- Goal of the exercise -
From the records beneath, determine how many lines contain "mask" and report only that figure.

START Supplied records

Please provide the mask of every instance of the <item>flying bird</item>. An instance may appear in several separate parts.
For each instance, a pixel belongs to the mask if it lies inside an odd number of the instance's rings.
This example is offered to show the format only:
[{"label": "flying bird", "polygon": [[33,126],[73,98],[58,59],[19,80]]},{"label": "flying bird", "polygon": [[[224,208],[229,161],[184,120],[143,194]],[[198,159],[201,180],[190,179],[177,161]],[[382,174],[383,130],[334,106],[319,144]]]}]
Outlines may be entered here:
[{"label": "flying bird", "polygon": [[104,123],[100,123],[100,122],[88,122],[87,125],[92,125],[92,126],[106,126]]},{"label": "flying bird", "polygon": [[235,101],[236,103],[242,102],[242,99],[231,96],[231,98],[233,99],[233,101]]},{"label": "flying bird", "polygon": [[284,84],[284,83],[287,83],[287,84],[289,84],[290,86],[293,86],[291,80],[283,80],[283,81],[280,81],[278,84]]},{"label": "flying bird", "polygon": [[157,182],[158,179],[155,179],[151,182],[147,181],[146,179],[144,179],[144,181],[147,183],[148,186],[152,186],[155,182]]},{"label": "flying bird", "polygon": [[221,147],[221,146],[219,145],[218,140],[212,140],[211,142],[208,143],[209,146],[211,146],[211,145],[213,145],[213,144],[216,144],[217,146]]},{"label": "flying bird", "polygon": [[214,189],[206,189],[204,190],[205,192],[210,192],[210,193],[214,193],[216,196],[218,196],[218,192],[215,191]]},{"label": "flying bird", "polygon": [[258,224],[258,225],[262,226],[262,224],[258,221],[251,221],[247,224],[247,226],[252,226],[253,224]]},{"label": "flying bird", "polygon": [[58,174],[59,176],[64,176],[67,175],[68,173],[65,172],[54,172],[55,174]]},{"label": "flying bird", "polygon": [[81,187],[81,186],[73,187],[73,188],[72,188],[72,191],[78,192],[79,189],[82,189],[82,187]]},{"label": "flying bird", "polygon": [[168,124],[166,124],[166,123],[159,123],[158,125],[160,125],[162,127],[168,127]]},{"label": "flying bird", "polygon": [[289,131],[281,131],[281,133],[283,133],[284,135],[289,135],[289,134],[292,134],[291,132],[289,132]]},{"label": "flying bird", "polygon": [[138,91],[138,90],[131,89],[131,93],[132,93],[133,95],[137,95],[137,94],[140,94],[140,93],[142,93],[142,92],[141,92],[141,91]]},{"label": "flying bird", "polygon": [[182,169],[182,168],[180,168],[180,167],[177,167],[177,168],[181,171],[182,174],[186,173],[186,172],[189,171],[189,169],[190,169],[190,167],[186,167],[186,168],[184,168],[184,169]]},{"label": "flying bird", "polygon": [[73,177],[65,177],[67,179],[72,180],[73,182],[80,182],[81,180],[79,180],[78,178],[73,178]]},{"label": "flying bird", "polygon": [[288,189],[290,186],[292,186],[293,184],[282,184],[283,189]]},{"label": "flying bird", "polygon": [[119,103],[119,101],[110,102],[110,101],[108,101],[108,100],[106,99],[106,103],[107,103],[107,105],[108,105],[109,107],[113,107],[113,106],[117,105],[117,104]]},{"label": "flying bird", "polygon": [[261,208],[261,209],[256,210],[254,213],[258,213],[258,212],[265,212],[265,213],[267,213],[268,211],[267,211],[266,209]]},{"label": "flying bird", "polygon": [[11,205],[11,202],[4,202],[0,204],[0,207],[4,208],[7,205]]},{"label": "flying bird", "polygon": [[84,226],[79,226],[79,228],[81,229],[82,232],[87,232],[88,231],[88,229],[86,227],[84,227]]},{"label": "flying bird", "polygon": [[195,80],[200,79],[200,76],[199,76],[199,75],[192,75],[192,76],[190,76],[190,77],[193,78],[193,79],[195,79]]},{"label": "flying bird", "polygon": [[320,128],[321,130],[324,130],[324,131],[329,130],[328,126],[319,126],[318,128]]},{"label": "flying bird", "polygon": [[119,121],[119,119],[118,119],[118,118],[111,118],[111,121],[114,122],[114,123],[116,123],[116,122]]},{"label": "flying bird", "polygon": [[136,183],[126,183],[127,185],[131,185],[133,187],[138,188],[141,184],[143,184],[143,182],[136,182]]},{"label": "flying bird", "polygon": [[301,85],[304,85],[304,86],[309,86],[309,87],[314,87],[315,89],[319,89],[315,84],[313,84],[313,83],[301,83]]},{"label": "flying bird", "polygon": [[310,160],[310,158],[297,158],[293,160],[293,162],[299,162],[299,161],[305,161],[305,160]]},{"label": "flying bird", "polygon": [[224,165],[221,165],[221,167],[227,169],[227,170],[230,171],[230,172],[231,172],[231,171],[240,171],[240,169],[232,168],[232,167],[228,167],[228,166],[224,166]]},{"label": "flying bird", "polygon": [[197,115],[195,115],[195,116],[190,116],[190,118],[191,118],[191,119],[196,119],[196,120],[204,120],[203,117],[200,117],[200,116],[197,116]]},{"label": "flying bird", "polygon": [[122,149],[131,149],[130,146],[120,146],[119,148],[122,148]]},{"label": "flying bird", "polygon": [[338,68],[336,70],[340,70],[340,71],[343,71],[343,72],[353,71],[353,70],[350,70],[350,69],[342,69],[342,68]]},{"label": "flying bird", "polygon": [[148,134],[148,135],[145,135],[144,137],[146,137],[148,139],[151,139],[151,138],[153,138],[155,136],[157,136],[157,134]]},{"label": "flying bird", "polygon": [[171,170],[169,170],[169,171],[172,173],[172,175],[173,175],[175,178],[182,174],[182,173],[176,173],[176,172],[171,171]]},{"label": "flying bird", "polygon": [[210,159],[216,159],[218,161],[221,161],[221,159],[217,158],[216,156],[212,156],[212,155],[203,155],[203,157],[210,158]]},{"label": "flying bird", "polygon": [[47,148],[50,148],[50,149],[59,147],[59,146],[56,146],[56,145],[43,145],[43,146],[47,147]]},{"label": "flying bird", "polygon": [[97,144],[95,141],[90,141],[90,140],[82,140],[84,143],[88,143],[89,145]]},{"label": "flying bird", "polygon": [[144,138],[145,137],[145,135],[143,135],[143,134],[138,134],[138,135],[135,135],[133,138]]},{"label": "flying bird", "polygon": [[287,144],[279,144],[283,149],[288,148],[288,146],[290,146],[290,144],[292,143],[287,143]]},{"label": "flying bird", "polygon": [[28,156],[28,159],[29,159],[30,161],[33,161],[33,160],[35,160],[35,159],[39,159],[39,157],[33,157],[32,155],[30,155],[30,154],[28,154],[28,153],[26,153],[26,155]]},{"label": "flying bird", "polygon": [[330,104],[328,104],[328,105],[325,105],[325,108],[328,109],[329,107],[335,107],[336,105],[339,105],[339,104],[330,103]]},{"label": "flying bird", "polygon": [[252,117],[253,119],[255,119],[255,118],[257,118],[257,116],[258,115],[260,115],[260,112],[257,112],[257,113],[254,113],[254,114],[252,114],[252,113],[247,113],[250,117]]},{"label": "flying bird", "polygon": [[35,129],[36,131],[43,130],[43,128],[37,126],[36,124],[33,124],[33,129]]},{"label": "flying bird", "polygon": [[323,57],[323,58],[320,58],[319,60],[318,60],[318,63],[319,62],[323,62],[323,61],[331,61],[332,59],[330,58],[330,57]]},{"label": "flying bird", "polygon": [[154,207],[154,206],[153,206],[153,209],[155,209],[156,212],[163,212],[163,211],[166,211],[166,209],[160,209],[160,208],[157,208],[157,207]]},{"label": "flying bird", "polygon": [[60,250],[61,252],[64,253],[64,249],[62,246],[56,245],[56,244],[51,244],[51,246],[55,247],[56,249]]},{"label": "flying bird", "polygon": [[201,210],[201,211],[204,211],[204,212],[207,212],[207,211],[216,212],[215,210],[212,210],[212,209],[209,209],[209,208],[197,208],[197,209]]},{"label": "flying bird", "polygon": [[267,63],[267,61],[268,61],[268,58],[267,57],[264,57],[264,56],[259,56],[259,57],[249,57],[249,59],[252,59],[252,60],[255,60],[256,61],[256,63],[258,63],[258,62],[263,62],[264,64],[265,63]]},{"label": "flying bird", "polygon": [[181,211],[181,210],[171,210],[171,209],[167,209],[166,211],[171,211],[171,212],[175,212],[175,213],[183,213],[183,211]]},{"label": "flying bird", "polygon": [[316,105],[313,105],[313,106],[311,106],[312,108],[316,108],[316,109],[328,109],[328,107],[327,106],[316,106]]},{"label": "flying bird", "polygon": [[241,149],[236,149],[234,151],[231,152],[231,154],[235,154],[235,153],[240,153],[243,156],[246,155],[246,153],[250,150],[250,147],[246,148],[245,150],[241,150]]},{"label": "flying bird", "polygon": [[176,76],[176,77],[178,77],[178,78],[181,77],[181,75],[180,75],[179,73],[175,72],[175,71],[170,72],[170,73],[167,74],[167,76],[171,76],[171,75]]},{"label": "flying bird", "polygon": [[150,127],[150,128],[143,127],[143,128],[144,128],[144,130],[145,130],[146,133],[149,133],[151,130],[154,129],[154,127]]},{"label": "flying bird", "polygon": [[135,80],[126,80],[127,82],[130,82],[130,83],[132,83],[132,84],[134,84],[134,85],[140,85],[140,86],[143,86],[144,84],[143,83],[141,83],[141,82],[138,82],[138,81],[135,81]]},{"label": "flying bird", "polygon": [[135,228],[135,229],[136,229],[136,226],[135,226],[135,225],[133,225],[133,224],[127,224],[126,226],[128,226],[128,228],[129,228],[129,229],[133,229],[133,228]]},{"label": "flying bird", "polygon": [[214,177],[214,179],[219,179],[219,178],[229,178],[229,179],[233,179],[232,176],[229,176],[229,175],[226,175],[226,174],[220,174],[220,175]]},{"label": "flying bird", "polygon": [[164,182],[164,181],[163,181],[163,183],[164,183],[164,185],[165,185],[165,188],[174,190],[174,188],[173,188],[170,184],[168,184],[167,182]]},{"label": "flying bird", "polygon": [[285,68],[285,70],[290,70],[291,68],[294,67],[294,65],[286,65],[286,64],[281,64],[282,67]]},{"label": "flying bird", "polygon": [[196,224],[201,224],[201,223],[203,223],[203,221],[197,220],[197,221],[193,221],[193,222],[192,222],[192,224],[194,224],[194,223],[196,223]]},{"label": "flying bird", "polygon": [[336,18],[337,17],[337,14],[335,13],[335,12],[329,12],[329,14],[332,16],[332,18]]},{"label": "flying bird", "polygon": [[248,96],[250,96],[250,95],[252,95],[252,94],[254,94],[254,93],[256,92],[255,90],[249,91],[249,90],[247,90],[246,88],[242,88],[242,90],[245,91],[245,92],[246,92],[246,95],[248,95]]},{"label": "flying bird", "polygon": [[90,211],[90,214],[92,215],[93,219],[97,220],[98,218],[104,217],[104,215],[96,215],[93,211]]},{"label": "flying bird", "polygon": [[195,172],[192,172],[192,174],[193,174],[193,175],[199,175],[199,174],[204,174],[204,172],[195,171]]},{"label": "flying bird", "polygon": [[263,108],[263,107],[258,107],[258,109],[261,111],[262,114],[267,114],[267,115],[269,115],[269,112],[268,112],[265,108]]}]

END Supplied records

- Task response -
2